TASK TO CARRY OUT:
Exact reproduction is required for all entries.

DATA RECORDS:
========

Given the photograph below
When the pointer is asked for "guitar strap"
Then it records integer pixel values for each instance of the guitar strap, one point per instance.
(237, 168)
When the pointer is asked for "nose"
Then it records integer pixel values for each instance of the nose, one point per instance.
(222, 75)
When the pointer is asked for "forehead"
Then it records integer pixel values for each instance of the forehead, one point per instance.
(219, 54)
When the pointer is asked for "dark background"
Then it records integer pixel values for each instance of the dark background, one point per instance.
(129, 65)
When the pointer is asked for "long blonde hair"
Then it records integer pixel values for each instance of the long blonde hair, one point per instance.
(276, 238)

========

RESPONSE AREA:
Given the photograph below
When the pointer is asked for "guitar strap"
Then it records integer pixel values for each instance of the guitar strap, one point per instance.
(237, 168)
When the pointer is asked for "nose"
Then it records integer pixel values for each instance of the nose, one point per instance.
(222, 75)
When the pointer is asked for "forehead"
Then it records integer pixel values for each instance of the forehead, one point per instance.
(219, 54)
When the pointer is asked for "dark background"
Then it records integer pixel values for each instance of the dark background, one point per instance.
(129, 65)
When the pointer is asked for "long blonde hair"
Then it records integer pixel values for each instance of the long blonde hair, one point per instance.
(276, 238)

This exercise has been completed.